*Work to be completed*
Pick out every line of the data below that contains the string "after", with case counting.

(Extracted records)
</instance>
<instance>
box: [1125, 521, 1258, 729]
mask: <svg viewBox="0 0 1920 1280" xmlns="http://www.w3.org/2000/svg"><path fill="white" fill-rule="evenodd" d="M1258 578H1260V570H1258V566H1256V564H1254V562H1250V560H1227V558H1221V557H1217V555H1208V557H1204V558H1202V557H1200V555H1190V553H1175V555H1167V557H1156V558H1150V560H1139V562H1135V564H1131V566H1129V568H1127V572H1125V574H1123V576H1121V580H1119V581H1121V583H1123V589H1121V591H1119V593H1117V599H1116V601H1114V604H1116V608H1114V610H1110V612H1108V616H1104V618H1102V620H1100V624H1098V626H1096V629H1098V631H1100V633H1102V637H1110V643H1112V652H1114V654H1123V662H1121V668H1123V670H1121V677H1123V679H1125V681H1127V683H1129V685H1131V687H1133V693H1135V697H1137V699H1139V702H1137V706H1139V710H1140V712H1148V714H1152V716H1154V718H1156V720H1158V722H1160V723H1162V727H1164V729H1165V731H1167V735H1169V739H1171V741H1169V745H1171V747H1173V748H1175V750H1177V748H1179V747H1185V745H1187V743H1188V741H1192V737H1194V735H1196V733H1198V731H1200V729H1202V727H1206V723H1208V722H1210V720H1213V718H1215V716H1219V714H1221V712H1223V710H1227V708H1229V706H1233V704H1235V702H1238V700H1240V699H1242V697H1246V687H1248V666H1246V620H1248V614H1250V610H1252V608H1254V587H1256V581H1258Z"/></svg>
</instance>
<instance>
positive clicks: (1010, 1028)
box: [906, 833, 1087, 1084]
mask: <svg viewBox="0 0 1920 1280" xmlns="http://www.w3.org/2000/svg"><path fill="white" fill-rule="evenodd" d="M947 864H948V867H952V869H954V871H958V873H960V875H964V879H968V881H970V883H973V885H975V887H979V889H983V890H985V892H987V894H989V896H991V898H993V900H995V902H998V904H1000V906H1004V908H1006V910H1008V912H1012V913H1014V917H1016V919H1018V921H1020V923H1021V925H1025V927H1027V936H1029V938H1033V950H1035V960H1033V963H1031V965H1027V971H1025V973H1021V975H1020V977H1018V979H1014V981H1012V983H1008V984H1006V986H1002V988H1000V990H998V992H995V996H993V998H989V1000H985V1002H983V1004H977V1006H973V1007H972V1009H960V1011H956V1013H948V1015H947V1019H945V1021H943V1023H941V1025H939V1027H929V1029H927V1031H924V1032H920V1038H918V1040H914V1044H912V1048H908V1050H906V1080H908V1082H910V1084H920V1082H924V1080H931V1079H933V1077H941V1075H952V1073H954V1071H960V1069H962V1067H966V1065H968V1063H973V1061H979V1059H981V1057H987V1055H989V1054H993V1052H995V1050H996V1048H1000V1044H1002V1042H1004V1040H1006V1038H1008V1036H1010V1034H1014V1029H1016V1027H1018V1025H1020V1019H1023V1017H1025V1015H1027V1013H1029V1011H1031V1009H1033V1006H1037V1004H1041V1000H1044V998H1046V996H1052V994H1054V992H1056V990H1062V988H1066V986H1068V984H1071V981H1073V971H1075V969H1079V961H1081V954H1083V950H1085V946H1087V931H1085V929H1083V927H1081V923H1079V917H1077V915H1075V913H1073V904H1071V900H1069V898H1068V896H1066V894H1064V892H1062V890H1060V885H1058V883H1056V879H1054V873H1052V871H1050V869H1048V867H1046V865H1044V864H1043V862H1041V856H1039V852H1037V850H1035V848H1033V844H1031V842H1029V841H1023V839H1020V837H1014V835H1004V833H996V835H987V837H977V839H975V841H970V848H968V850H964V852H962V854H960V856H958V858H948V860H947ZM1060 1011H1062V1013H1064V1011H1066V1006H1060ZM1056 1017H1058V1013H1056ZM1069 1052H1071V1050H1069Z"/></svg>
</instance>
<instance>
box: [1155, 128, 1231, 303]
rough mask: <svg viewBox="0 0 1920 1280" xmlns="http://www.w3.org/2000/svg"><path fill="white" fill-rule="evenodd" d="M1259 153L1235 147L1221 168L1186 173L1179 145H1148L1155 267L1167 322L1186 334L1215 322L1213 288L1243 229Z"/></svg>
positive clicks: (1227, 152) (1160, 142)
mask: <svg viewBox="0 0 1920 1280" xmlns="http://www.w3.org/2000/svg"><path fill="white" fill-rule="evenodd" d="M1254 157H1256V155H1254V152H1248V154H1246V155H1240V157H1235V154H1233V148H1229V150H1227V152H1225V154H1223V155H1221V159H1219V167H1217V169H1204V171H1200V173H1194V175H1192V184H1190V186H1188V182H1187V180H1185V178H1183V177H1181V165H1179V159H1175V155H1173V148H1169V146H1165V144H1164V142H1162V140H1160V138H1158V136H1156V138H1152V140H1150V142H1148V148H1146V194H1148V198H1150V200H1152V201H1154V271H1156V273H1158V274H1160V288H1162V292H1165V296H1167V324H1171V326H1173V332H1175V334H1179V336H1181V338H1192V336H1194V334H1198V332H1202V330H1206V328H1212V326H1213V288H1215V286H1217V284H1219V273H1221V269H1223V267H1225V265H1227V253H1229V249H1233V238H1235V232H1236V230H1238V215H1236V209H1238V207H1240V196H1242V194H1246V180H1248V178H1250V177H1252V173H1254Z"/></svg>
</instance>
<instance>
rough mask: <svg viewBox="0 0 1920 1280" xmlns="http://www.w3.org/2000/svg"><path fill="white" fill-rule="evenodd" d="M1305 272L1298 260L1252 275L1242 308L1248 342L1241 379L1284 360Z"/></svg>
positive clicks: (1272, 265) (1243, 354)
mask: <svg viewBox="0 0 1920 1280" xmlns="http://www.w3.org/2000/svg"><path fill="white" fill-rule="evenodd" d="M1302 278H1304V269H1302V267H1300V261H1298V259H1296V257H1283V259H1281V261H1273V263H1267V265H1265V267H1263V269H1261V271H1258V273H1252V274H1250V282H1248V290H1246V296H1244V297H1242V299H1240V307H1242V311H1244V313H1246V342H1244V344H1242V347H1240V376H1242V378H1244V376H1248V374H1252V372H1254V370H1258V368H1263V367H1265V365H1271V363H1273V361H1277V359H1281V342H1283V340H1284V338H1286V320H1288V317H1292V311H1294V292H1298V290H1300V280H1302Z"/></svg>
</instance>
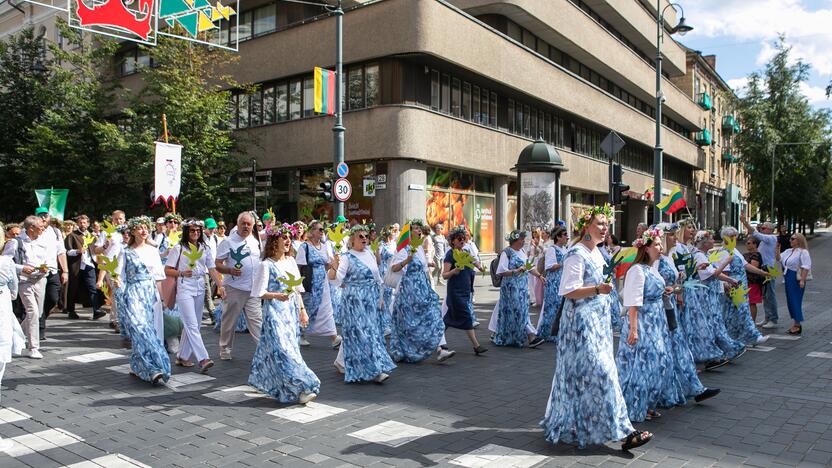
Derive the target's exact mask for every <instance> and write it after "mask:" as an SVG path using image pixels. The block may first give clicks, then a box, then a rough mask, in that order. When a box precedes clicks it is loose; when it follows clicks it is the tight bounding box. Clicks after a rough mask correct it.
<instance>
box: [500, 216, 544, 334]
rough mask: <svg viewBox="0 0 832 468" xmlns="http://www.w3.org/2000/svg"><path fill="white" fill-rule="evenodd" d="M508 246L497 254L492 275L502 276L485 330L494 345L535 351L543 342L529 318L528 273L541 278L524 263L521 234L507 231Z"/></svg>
mask: <svg viewBox="0 0 832 468" xmlns="http://www.w3.org/2000/svg"><path fill="white" fill-rule="evenodd" d="M506 241H508V243H509V245H508V247H506V249H505V250H503V251H502V253H500V260H499V263H498V264H497V271H496V273H497V274H498V275H499V276H502V278H503V280H502V282H501V283H500V298H499V299H498V300H497V304H495V305H494V312H492V314H491V321H490V322H489V324H488V329H489V330H491V331H492V332H494V334H493V335H492V338H491V341H493V342H494V344H495V345H497V346H517V347H523V346H528V347H530V348H536V347H538V346H540V345H541V344H542V343H543V340H542V339H541V338H539V337H538V336H537V334H536V330H535V329H534V327H532V323H531V319H530V318H529V274H532V275H534V276H537V277H540V278H541V280H542V281H545V279H542V278H543V276H542V275H541V274H540V272H538V271H537V269H536V268H533V267H530V266H529V265H528V264H527V261H528V257H527V256H526V252H524V250H523V244H524V243H525V242H526V232H525V231H511V233H510V234H509V235H508V236H506Z"/></svg>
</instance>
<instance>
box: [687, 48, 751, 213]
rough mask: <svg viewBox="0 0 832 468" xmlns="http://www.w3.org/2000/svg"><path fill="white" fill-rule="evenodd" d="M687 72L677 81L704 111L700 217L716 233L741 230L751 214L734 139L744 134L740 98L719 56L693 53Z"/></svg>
mask: <svg viewBox="0 0 832 468" xmlns="http://www.w3.org/2000/svg"><path fill="white" fill-rule="evenodd" d="M686 54H687V73H685V75H684V76H682V77H676V78H672V80H673V82H674V83H676V85H677V86H679V88H680V89H682V90H683V91H684V92H685V93H687V94H688V95H689V96H690V97H691V98H692V99H694V100H695V101H696V103H697V104H699V106H700V107H701V108H702V116H701V117H700V121H699V127H701V128H702V130H701V131H700V132H698V133H697V134H696V136H695V141H696V144H697V145H698V146H699V151H700V155H701V157H702V158H703V159H704V162H705V164H704V167H703V170H701V171H698V172H697V173H696V175H695V177H694V186H695V189H696V194H697V198H696V202H697V218H698V219H699V220H700V224H701V225H702V226H704V227H708V228H711V229H719V228H720V227H721V226H724V225H731V226H734V227H738V226H740V224H741V223H740V220H741V219H742V217H744V216H746V215H747V214H748V202H747V199H746V198H745V194H746V193H747V187H748V184H747V177H746V175H745V173H744V172H743V171H742V167H741V165H740V164H738V160H739V155H738V154H737V151H736V146H735V144H734V140H735V138H736V135H737V134H738V133H739V132H740V131H741V127H740V122H739V120H738V119H737V111H736V101H737V97H736V95H735V94H734V92H733V91H732V90H731V87H730V86H728V84H727V83H726V82H725V80H723V79H722V77H721V76H719V73H717V71H716V56H715V55H702V53H701V52H699V51H696V50H691V49H687V50H686Z"/></svg>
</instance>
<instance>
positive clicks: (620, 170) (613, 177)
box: [612, 164, 630, 205]
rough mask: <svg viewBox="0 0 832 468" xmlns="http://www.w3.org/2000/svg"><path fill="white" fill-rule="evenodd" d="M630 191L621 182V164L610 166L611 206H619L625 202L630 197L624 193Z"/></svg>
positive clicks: (629, 189) (626, 187)
mask: <svg viewBox="0 0 832 468" xmlns="http://www.w3.org/2000/svg"><path fill="white" fill-rule="evenodd" d="M628 190H630V186H629V185H625V184H624V182H623V171H622V169H621V164H613V165H612V205H620V204H622V203H624V202H625V201H627V200H628V199H629V198H630V197H629V196H627V195H625V194H624V192H627V191H628Z"/></svg>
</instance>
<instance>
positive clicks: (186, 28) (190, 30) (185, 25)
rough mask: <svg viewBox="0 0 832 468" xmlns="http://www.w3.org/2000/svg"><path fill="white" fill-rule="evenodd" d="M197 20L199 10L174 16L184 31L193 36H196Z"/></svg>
mask: <svg viewBox="0 0 832 468" xmlns="http://www.w3.org/2000/svg"><path fill="white" fill-rule="evenodd" d="M198 20H199V12H193V13H189V14H187V15H183V16H180V17H178V18H176V21H177V22H178V23H179V24H181V25H182V27H183V28H185V31H188V34H190V35H191V36H193V37H196V32H197V31H196V25H197V21H198Z"/></svg>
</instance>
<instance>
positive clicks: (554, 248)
mask: <svg viewBox="0 0 832 468" xmlns="http://www.w3.org/2000/svg"><path fill="white" fill-rule="evenodd" d="M550 237H551V239H552V240H553V241H554V244H552V245H550V246H548V247H547V248H546V252H544V258H545V262H544V268H545V271H546V284H545V285H544V291H543V307H542V308H541V310H540V318H539V319H538V320H537V336H538V337H540V338H541V339H542V340H545V341H555V338H556V337H554V336H552V325H553V324H554V323H555V315H557V312H558V307H560V301H561V297H560V294H558V289H559V288H560V276H561V273H562V272H563V270H562V269H561V267H562V266H563V259H564V257H566V251H565V250H564V247H565V246H566V244H567V242H569V233H568V232H566V228H564V227H563V226H558V227H556V228H554V229H552V233H551V235H550Z"/></svg>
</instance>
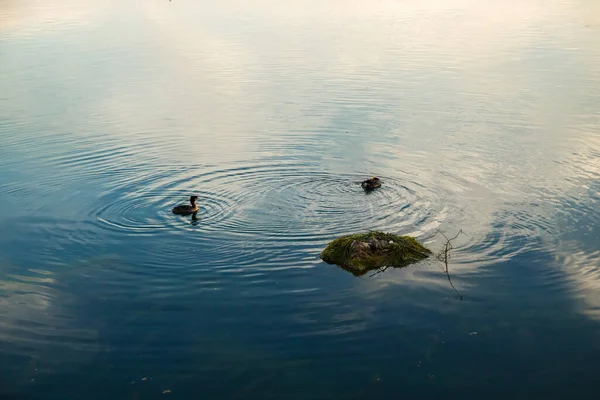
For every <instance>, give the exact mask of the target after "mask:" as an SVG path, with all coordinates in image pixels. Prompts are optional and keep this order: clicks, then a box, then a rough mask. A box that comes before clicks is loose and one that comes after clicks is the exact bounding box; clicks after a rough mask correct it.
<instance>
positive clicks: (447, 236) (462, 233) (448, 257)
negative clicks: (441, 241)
mask: <svg viewBox="0 0 600 400" xmlns="http://www.w3.org/2000/svg"><path fill="white" fill-rule="evenodd" d="M437 232H438V233H439V234H441V235H442V236H443V237H444V239H446V244H444V249H443V250H442V251H441V252H440V253H439V254H438V256H437V257H438V260H440V261H441V262H443V263H444V265H445V266H446V269H445V271H444V270H442V271H444V272H445V273H446V276H447V277H448V282H450V286H452V289H454V291H455V292H456V294H457V295H458V298H459V299H460V300H462V299H463V297H462V295H461V294H460V293H459V292H458V290H456V288H455V287H454V284H453V283H452V278H450V272H449V271H448V259H449V258H450V250H452V249H453V248H454V246H452V241H453V240H455V239H456V238H457V237H458V236H459V235H461V234H463V235H465V236H468V235H467V234H466V233H464V232H463V230H462V229H461V230H460V231H458V233H457V234H456V235H455V236H454V237H453V238H451V239H448V236H446V235H445V234H444V232H442V231H440V230H439V229H438V231H437Z"/></svg>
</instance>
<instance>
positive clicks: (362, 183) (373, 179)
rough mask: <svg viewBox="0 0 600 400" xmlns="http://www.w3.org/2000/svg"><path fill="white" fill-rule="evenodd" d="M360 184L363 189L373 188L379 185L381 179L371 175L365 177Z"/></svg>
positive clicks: (367, 189)
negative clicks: (371, 175) (361, 182)
mask: <svg viewBox="0 0 600 400" xmlns="http://www.w3.org/2000/svg"><path fill="white" fill-rule="evenodd" d="M360 186H361V187H362V188H363V189H365V190H373V189H377V188H379V187H381V180H380V179H379V178H377V177H376V176H373V177H371V179H367V180H366V181H363V182H362V183H361V184H360Z"/></svg>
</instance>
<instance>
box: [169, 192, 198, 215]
mask: <svg viewBox="0 0 600 400" xmlns="http://www.w3.org/2000/svg"><path fill="white" fill-rule="evenodd" d="M196 200H198V196H192V197H190V204H189V205H188V204H185V205H182V206H177V207H173V214H180V215H186V214H195V213H197V212H198V206H197V205H196Z"/></svg>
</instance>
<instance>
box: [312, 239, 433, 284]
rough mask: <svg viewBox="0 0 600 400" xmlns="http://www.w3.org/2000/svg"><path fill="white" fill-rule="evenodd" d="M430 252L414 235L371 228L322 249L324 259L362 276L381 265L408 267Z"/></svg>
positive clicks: (400, 266) (351, 272)
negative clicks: (402, 234)
mask: <svg viewBox="0 0 600 400" xmlns="http://www.w3.org/2000/svg"><path fill="white" fill-rule="evenodd" d="M430 255H431V251H430V250H429V249H427V248H426V247H425V246H423V245H422V244H421V243H419V242H418V241H417V240H416V239H415V238H413V237H411V236H398V235H393V234H391V233H384V232H377V231H372V232H368V233H361V234H355V235H348V236H342V237H340V238H338V239H335V240H334V241H332V242H331V243H329V245H328V246H327V247H326V248H325V249H324V250H323V251H322V252H321V259H322V260H323V261H325V262H326V263H328V264H336V265H339V266H340V267H342V268H343V269H345V270H347V271H349V272H351V273H352V274H354V275H355V276H361V275H364V274H365V273H367V272H368V271H371V270H374V269H379V268H382V267H394V268H402V267H406V266H407V265H410V264H412V263H415V262H418V261H421V260H424V259H426V258H427V257H429V256H430Z"/></svg>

*Solution below*
Derive the target's exact mask for every <instance> and write it after "mask:" as an SVG path using image pixels. The block may first give clicks, then a box, then a rough mask, in that order. When a box precedes clicks it is loose; when it follows clicks it is the tight bounding box. Clicks after a rough mask correct it.
For every <instance>, give the exact mask of the target after "mask:" as an SVG path, with all coordinates in image pixels. Prompts are optional and keep this order: clicks, then a box, then a rough mask. A box that comes before clicks is loose and one that comes after clicks is the exact bounding box; clicks after a rough mask correct it.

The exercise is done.